## Data to examine
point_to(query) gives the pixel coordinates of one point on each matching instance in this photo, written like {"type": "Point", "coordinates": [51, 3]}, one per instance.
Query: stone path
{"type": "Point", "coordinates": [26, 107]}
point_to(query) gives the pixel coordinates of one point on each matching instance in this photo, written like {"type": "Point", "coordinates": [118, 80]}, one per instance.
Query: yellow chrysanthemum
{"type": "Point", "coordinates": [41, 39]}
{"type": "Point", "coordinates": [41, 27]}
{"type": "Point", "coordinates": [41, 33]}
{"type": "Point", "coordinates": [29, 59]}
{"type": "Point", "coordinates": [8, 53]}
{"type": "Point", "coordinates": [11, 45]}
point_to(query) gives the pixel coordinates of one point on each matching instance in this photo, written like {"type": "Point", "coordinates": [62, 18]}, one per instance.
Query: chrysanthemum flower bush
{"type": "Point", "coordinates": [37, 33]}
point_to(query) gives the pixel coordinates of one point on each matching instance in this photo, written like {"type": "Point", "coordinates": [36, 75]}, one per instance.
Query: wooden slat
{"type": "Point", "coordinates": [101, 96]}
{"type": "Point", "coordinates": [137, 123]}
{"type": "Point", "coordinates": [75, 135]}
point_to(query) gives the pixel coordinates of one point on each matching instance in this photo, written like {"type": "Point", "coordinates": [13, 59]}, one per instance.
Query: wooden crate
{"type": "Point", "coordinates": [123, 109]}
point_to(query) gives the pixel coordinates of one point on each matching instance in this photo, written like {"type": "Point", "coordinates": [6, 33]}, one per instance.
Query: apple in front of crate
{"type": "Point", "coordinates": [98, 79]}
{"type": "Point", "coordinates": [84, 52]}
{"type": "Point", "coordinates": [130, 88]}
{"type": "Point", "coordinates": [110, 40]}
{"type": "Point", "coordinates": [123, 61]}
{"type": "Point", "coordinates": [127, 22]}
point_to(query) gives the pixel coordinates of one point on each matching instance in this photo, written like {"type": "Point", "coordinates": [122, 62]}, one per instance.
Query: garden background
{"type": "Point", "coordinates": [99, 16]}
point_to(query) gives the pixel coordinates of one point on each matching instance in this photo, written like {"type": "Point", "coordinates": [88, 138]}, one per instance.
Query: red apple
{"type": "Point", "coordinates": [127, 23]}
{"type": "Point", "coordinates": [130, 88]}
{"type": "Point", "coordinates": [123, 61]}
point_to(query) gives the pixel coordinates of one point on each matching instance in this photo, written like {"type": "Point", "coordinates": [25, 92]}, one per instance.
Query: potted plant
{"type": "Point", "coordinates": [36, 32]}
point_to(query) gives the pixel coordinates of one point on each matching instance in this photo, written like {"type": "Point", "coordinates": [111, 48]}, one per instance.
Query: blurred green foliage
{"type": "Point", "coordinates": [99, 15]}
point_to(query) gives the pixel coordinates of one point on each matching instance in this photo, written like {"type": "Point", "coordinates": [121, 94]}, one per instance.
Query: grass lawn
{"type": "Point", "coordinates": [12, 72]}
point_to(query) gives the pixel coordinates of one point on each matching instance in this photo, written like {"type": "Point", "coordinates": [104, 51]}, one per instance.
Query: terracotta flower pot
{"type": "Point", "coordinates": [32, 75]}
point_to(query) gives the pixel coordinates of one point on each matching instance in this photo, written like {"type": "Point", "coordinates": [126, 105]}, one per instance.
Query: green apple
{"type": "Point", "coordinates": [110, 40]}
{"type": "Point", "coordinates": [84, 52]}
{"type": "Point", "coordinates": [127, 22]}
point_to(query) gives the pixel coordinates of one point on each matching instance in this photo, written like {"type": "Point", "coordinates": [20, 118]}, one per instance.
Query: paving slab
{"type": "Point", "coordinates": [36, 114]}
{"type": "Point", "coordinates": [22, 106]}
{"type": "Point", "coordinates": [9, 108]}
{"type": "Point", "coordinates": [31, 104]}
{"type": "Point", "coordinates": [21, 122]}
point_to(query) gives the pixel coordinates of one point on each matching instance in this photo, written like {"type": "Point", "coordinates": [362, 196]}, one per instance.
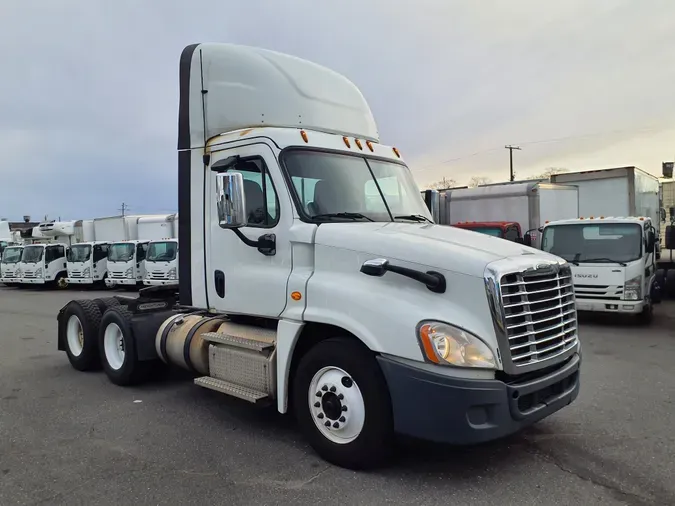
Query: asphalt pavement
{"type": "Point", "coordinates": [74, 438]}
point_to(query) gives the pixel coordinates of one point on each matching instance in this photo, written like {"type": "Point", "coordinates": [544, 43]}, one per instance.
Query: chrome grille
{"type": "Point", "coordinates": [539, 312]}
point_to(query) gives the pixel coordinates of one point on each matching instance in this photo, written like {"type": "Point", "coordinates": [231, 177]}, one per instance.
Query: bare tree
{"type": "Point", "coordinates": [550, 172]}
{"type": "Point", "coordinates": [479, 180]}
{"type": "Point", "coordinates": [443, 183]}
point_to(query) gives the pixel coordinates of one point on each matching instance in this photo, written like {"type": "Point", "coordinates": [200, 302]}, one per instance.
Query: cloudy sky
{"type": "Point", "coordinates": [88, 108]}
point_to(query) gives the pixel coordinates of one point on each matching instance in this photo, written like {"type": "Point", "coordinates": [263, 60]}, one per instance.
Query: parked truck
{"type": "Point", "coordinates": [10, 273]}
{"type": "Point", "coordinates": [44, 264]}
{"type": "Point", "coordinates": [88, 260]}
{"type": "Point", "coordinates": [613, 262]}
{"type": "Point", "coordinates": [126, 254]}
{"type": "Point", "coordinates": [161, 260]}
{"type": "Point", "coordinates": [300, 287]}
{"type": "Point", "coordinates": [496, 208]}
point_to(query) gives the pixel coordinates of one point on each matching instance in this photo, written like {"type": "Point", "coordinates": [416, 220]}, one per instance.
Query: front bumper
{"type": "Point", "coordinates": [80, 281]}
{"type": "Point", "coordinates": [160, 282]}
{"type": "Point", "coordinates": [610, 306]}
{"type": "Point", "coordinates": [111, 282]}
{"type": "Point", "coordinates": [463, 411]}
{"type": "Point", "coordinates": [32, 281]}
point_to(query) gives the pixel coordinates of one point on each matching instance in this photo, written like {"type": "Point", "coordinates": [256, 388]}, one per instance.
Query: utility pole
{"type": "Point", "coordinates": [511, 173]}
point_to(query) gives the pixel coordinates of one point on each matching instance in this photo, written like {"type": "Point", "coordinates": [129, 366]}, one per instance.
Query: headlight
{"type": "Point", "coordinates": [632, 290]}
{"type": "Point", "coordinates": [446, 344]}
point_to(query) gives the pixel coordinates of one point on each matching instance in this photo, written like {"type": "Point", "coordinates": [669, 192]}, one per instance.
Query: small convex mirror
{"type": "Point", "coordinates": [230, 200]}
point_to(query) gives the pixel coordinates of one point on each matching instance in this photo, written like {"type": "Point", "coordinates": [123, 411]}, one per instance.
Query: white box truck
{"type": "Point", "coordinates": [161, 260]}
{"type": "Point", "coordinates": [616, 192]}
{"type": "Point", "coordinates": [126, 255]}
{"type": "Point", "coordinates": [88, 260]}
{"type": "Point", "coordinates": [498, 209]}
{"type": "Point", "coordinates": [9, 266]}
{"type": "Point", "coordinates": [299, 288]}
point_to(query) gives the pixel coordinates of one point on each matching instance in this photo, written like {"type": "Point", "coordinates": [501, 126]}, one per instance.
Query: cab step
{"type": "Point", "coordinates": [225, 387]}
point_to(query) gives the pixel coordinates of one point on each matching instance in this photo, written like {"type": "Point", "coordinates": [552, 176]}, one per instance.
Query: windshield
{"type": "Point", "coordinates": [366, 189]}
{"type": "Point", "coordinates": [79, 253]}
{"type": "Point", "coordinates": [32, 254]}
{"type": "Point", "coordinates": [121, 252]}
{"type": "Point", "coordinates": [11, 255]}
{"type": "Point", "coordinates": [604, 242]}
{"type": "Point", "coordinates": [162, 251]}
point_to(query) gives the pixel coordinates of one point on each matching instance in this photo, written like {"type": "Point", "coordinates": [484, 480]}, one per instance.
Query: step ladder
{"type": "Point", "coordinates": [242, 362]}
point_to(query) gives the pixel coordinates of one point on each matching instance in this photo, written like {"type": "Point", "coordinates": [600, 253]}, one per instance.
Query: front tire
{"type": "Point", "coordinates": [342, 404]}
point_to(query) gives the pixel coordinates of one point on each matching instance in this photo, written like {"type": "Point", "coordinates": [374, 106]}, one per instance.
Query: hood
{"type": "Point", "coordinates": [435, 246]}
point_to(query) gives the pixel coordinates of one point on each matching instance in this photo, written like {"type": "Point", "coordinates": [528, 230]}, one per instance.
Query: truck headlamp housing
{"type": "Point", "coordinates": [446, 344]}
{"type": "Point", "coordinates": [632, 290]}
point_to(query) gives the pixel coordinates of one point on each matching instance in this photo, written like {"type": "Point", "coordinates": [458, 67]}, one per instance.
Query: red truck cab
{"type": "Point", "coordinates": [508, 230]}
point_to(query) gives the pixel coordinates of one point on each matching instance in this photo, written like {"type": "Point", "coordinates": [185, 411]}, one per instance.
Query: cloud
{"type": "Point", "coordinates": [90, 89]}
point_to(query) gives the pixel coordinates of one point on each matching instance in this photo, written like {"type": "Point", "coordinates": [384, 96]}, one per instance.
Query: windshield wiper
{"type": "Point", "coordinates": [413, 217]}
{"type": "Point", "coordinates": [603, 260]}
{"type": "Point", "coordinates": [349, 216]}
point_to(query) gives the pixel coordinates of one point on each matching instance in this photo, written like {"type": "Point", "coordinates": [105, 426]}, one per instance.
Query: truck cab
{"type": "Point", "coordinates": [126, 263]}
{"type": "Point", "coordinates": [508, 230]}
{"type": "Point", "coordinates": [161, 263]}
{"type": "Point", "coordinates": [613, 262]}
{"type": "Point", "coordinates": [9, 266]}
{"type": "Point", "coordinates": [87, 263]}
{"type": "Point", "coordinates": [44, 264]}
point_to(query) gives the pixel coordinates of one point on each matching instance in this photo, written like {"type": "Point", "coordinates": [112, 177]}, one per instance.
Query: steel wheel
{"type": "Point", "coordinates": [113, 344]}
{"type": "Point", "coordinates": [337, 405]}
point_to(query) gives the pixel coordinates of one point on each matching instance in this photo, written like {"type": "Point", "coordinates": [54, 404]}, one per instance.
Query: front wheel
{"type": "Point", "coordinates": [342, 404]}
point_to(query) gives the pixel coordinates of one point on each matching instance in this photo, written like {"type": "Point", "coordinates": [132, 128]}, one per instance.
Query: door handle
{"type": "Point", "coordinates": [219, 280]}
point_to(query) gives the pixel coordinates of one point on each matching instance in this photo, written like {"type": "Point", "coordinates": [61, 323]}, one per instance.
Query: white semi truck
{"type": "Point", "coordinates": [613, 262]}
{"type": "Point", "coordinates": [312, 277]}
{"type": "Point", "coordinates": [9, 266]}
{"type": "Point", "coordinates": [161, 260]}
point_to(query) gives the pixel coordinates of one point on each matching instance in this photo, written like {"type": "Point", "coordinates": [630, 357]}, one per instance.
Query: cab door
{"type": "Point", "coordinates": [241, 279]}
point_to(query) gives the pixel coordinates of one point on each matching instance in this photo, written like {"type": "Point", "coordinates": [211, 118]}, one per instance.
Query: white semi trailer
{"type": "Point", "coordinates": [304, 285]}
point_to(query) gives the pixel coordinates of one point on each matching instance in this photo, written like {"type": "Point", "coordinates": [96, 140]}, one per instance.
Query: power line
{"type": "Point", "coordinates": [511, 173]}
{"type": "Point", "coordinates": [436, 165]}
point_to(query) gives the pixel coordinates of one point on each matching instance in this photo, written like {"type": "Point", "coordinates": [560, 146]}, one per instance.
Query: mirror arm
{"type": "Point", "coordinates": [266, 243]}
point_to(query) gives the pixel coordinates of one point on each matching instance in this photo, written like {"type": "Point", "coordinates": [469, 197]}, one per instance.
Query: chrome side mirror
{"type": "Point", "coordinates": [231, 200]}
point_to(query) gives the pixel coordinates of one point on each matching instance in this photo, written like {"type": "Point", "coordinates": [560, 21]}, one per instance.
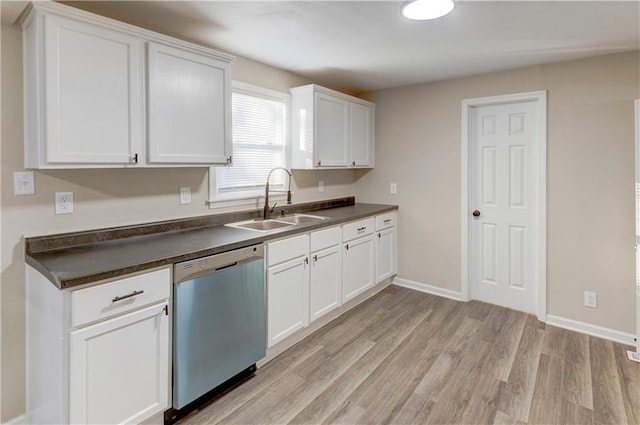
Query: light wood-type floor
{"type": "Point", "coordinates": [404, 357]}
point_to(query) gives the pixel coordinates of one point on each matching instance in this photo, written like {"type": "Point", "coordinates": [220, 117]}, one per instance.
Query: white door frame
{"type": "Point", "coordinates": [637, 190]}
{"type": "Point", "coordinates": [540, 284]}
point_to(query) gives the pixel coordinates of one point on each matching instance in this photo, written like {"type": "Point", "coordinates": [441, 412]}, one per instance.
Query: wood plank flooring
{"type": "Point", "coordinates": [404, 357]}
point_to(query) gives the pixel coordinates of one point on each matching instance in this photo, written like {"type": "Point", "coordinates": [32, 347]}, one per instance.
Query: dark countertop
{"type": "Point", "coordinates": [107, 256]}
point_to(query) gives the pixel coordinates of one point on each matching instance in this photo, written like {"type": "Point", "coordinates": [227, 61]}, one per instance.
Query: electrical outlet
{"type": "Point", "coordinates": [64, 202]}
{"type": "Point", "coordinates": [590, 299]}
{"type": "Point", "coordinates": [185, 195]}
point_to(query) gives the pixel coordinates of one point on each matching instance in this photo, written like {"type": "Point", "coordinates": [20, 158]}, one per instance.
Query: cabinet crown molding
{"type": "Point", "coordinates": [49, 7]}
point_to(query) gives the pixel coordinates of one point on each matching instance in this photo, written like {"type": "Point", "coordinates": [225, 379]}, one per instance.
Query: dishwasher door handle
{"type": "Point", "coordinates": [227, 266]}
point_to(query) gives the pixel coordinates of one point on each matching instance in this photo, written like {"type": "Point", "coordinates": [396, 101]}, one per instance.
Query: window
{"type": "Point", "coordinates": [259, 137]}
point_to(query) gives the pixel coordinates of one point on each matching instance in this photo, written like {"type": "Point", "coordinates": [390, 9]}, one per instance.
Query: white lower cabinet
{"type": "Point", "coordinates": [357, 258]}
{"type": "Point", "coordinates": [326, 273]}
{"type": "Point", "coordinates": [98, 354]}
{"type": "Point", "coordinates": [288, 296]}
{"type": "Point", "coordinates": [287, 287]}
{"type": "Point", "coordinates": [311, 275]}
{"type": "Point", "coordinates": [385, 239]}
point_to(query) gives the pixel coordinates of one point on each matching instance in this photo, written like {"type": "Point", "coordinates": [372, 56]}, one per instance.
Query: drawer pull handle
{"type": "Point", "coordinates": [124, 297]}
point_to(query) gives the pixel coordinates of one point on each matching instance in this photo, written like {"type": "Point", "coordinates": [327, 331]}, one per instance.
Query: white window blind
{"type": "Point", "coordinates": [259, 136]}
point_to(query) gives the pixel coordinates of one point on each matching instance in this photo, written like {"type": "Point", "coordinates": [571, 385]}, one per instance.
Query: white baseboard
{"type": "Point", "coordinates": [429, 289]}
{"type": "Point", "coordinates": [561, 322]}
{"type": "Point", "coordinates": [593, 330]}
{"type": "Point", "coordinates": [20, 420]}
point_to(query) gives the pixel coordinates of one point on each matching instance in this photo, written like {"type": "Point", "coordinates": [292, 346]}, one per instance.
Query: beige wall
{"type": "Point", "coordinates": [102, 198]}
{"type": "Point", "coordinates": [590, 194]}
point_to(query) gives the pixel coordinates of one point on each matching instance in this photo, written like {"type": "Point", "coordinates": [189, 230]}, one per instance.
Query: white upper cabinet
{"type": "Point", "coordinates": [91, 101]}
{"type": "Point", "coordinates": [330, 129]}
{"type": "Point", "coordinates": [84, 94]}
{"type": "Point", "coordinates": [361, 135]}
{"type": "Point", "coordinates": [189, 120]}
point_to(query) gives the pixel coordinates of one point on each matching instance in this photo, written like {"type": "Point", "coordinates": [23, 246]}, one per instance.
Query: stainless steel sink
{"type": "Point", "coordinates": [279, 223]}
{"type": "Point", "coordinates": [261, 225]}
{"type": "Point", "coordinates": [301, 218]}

## Assigned task
Your reply should be an exact copy of every line from the line with "Query: white upper cabinet" through the final line of the data, and nothing more.

## Answer below
Query: white upper cabinet
{"type": "Point", "coordinates": [91, 101]}
{"type": "Point", "coordinates": [330, 129]}
{"type": "Point", "coordinates": [84, 94]}
{"type": "Point", "coordinates": [361, 135]}
{"type": "Point", "coordinates": [189, 120]}
point_to(query) gives the pixel coordinates of one point on each matching instance in this photo, written like {"type": "Point", "coordinates": [23, 246]}, one per instance.
Query: stainless steel sink
{"type": "Point", "coordinates": [279, 223]}
{"type": "Point", "coordinates": [261, 225]}
{"type": "Point", "coordinates": [301, 218]}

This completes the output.